- _Problem to solve_:
Should a picture appear anywhere in the data, omit it and copy everything else exactly.

- _Dataset excerpts_:
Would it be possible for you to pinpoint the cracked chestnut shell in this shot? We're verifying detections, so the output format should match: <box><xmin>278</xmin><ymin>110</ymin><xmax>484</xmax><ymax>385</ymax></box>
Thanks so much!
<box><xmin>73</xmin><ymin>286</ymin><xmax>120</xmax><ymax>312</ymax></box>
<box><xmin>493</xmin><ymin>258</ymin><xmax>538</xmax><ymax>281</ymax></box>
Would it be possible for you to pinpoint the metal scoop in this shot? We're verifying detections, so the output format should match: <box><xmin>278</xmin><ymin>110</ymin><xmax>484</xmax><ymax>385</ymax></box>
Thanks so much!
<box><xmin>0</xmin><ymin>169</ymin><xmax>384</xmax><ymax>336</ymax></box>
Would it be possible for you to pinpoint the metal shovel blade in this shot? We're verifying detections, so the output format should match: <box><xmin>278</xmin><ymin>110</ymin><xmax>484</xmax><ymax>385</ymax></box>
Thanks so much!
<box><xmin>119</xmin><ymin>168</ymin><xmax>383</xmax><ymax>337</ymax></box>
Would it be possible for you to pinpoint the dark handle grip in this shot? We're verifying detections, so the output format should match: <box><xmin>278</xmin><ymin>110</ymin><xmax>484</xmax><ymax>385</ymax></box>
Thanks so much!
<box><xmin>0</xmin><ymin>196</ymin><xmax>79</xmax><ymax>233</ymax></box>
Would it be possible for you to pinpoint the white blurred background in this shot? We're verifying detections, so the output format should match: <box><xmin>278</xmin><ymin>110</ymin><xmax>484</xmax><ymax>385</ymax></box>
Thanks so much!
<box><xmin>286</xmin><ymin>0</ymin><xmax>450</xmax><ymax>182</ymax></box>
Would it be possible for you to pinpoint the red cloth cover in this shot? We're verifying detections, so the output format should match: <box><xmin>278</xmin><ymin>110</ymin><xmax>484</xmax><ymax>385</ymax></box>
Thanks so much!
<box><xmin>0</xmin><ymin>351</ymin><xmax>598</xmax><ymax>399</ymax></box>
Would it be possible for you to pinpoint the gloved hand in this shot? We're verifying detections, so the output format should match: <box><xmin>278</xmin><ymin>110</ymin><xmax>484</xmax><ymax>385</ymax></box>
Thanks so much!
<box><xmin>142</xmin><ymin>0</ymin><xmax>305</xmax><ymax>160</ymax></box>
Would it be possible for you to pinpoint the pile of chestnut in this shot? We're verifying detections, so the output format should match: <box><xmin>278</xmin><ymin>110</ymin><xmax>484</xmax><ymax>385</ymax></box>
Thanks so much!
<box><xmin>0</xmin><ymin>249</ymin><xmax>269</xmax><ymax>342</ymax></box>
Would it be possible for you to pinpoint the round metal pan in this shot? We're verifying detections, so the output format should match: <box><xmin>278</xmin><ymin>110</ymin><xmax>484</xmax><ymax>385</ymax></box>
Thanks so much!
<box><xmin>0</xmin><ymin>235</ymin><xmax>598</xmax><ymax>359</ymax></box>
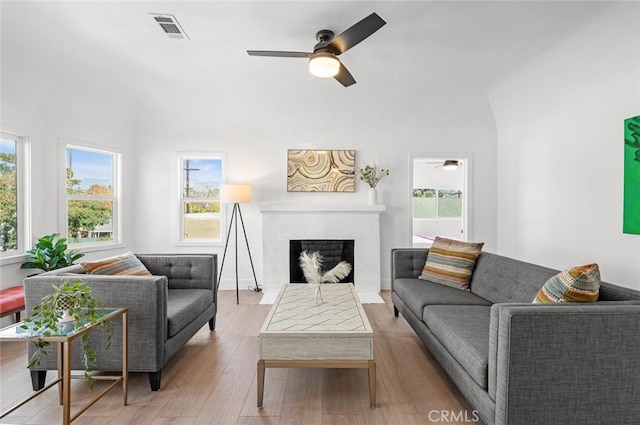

- _The answer_:
Would it be possible for you to pinpoint the cracked chestnut shell in this shot? We're verifying detections, so the output format should match: <box><xmin>278</xmin><ymin>110</ymin><xmax>484</xmax><ymax>385</ymax></box>
Thanks so much!
<box><xmin>73</xmin><ymin>286</ymin><xmax>120</xmax><ymax>312</ymax></box>
<box><xmin>493</xmin><ymin>258</ymin><xmax>538</xmax><ymax>281</ymax></box>
Would it be possible for you to pinpoint the metal scoop in this shot? We're verifying detections, so the output format should match: <box><xmin>278</xmin><ymin>110</ymin><xmax>484</xmax><ymax>385</ymax></box>
Thanks so much!
<box><xmin>0</xmin><ymin>169</ymin><xmax>384</xmax><ymax>336</ymax></box>
Would it be possible for you to pinpoint the metal shovel blade in this shot? We're verifying detections, so the output format should match: <box><xmin>278</xmin><ymin>110</ymin><xmax>484</xmax><ymax>385</ymax></box>
Thanks so much!
<box><xmin>119</xmin><ymin>168</ymin><xmax>383</xmax><ymax>337</ymax></box>
Would it be possible for you to pinpoint the dark handle grip in this shot? We're verifying detections, so the output format should match: <box><xmin>278</xmin><ymin>110</ymin><xmax>484</xmax><ymax>385</ymax></box>
Thanks so much!
<box><xmin>0</xmin><ymin>196</ymin><xmax>79</xmax><ymax>233</ymax></box>
Would it be possible for you to pinpoint the white blurred background in this shot? We're verifying detections, so the output format should match: <box><xmin>278</xmin><ymin>110</ymin><xmax>484</xmax><ymax>385</ymax></box>
Thanks so much!
<box><xmin>286</xmin><ymin>0</ymin><xmax>450</xmax><ymax>182</ymax></box>
Would it be possible for you to pinpoint the red cloth cover in this shot? We're verifying detections, so the output format should match: <box><xmin>278</xmin><ymin>110</ymin><xmax>484</xmax><ymax>385</ymax></box>
Thanks so much!
<box><xmin>0</xmin><ymin>351</ymin><xmax>598</xmax><ymax>399</ymax></box>
Would it be possible for you to pinpoint the gloved hand in this shot? We're verifying detections, so the output format should match: <box><xmin>278</xmin><ymin>110</ymin><xmax>484</xmax><ymax>385</ymax></box>
Thanks so much!
<box><xmin>142</xmin><ymin>0</ymin><xmax>305</xmax><ymax>160</ymax></box>
Would it be possible for you to pinpoint the pile of chestnut in this shot? We're verifying detections, so the output format should match: <box><xmin>278</xmin><ymin>110</ymin><xmax>484</xmax><ymax>385</ymax></box>
Thanks so much!
<box><xmin>0</xmin><ymin>249</ymin><xmax>269</xmax><ymax>342</ymax></box>
Would it be possible for you to pinpoint the round metal pan in this shot? We're verifying detections, so the output format should match: <box><xmin>278</xmin><ymin>110</ymin><xmax>484</xmax><ymax>385</ymax></box>
Thanks so much!
<box><xmin>0</xmin><ymin>235</ymin><xmax>598</xmax><ymax>359</ymax></box>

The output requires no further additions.